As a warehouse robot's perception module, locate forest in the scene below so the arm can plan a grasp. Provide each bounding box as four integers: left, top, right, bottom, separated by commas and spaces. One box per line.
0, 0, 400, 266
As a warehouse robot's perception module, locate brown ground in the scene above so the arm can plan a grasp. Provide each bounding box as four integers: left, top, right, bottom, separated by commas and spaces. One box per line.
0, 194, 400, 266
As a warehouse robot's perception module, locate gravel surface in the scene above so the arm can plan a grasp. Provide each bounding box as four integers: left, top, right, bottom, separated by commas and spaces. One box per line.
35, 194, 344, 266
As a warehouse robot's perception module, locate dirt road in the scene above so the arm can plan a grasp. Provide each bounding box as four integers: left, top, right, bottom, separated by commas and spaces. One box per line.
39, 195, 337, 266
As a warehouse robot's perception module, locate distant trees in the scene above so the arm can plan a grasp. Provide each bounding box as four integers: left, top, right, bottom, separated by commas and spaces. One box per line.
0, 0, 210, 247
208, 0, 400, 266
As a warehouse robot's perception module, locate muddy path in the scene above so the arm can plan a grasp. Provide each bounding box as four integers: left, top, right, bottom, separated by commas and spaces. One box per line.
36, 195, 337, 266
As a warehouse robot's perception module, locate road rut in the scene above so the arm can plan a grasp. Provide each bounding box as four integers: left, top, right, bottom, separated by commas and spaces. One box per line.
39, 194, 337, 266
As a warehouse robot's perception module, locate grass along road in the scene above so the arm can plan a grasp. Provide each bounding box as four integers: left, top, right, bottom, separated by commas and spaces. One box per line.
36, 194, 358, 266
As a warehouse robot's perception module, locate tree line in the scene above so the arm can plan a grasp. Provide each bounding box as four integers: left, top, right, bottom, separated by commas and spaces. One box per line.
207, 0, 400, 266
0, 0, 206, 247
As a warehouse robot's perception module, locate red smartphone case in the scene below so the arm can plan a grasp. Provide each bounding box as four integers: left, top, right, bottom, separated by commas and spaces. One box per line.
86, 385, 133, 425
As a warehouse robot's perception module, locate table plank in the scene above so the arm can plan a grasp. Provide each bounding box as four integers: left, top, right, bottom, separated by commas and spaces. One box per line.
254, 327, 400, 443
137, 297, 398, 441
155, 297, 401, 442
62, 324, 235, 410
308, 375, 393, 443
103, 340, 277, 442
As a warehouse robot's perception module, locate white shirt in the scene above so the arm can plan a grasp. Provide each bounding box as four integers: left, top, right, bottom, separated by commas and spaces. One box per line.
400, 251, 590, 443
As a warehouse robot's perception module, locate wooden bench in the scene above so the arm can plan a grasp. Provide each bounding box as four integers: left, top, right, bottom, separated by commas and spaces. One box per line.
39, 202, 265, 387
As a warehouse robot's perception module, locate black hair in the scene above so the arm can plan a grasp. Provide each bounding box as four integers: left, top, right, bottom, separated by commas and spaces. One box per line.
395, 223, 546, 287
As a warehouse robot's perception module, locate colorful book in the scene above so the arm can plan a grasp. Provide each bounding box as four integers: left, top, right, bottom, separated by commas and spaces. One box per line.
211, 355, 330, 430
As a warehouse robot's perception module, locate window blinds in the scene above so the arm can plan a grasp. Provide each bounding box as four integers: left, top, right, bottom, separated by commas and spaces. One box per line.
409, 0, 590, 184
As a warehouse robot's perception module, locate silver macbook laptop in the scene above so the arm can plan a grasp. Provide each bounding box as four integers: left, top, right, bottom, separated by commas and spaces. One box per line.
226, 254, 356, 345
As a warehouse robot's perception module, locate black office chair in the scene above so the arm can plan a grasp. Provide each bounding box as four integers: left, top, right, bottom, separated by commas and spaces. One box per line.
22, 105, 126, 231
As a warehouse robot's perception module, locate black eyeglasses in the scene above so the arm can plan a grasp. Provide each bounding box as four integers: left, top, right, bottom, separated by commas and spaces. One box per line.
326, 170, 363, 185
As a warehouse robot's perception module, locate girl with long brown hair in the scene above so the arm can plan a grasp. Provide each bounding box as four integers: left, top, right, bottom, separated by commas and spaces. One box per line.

========

▶ Problem description: Please copy the material from the line containing "As a warehouse robot's perception module, locate colorful" down to the line containing "226, 254, 356, 345", both included, switching "window blinds" to "roller shades" and changing nothing else.

▶ Final answer:
As a warehouse robot's perception module, locate colorful book in the scene above so the arm can plan a grasp. Provide each bounding box as four integers: left, top, right, bottom, separated by commas and spaces. One box per line.
211, 355, 330, 430
As a warehouse robot's perception module, locate roller shades in the scene above so the arm can plan a grasp. Provide each bounding box as four integers: left, top, right, bottom, separated by commas and spaces. One box per line.
409, 0, 590, 184
As a warehouse robot's perception module, locate silver macbook laptop in the scene above so the arm can plan a grasp. Provide each bounding box as four integers: left, top, right, bottom, separated by commas and spaces. One box per line.
226, 254, 356, 345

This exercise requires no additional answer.